EXERCISE PROMPT:
The response must consist of every record, restated word for word.

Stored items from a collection
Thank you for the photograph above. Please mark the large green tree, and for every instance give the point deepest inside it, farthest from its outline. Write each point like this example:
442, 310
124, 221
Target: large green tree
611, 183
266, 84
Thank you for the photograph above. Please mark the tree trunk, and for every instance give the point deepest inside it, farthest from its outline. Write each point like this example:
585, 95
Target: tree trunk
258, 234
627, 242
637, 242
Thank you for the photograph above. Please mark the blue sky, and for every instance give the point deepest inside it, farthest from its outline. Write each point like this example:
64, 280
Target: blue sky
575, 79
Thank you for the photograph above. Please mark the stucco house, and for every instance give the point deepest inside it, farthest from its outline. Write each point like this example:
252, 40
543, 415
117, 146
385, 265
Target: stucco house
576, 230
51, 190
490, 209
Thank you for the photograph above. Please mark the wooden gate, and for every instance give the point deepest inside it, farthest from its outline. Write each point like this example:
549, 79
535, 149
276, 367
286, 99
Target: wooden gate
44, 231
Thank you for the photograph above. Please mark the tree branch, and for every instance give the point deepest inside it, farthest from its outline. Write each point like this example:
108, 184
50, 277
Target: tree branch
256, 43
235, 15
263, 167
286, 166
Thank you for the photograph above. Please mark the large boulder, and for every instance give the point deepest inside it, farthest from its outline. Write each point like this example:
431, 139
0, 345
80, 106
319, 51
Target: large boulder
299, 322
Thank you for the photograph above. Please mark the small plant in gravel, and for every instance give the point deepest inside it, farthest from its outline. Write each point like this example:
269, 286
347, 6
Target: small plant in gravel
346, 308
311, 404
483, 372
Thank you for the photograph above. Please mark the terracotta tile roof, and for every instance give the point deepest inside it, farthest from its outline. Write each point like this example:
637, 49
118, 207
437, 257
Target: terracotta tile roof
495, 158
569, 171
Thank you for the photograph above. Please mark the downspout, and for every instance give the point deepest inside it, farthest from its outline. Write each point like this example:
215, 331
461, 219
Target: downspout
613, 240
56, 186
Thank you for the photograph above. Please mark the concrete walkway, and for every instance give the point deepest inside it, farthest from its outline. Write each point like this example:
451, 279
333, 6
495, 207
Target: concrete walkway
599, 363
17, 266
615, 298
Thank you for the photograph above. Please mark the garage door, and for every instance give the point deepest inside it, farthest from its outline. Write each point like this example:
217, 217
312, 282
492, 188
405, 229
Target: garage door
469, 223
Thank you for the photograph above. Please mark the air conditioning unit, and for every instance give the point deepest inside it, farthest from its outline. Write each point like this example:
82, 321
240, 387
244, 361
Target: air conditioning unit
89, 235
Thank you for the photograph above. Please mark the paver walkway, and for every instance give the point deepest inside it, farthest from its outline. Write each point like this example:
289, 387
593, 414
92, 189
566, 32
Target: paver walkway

SOLUTION TO THIS EXERCISE:
Thank you for the photograph above. Please mark the large green tree, and for every instance give the point deepest inside it, farthest from its outline. Write each point like this example:
442, 310
124, 221
Target: large green tree
611, 183
266, 84
Thank you for the photograph above. Please mark the tree trunk, and for every instance give the point deepest inside it, farthest from its outline. Write each point like this example:
585, 95
Target: tree trunk
258, 234
627, 242
637, 242
Thank you for the photograph above. Please mark the blue sky, and for every instance give the point deepest inside it, farthest from its outline. Write each point like this example:
64, 280
Target: blue sky
575, 79
Thank you for the photograph above. Please mark the stucco house, and for every instance give the point deepest inside it, farthest from its outline. Write each point like this example:
252, 40
543, 415
117, 146
385, 265
Target: stucco house
576, 230
51, 190
490, 209
Thank you for the photograph above. Please mark the wooden gate, and for every instance give the point deepest inside it, farthest from its outline. Write each point like this example:
549, 79
535, 149
276, 367
286, 99
Target: wooden gate
44, 231
Thank you for the photograph above. Please mark the tree branch, and for every instance give the point deepest inside it, farthest from its outline. Write each point like this example:
108, 184
50, 277
Target: tree branch
256, 43
235, 15
263, 167
286, 166
Thank you for the photograph above. Please mark the large boulder, and for every instance give the point deepest inside it, farthest from its outline. Write each point like this example:
431, 139
0, 345
80, 106
319, 51
Target: large boulder
299, 322
Thank you for the photograph above. Please mark the small plant in gravel, and for every instance give the point deepest inside it, farthest from its outline. Write each point like this example:
269, 286
347, 6
Target: small plant in gravel
346, 308
311, 404
483, 372
Thank you for the photograph above. Please mark the terracotta tile roof, and for every instance give the point deepest inside it, farthest from its outline. Write each point like this example:
637, 49
118, 207
437, 257
Target: terracotta tile roof
495, 158
569, 171
Thank you for the photograph above. Please mark the downspout, and for every instance give the point deepest inside it, farthest from its outline. Write each point like this example:
215, 331
461, 219
Target: downspout
613, 240
56, 186
Thank you for the photograph above. Please mark the concrete walkway, and for every instance give the point deepest inside it, farthest from its outline. Write each point like this example:
451, 279
333, 6
495, 207
Target: concrete walkway
599, 363
17, 266
615, 298
Thank you for the photograph above. Please mark the garage door, and for every instance give the point deepest inside it, farthest from its outline. Write each point like this example:
217, 217
312, 282
492, 188
405, 229
Target: garage door
469, 223
Thank you for the photograph above. Please mark the air conditioning unit, and for every instance give the point deepest inside it, farthest from its outline. Write each point like this example:
82, 321
240, 387
244, 361
Target: air conditioning unit
89, 235
Thank you for the photograph above. Please mark the paver walkway, and for every instance give the point deepest inside it, farthest from its outline. Write each point like this example:
289, 387
593, 414
92, 189
566, 32
Target: paver walkway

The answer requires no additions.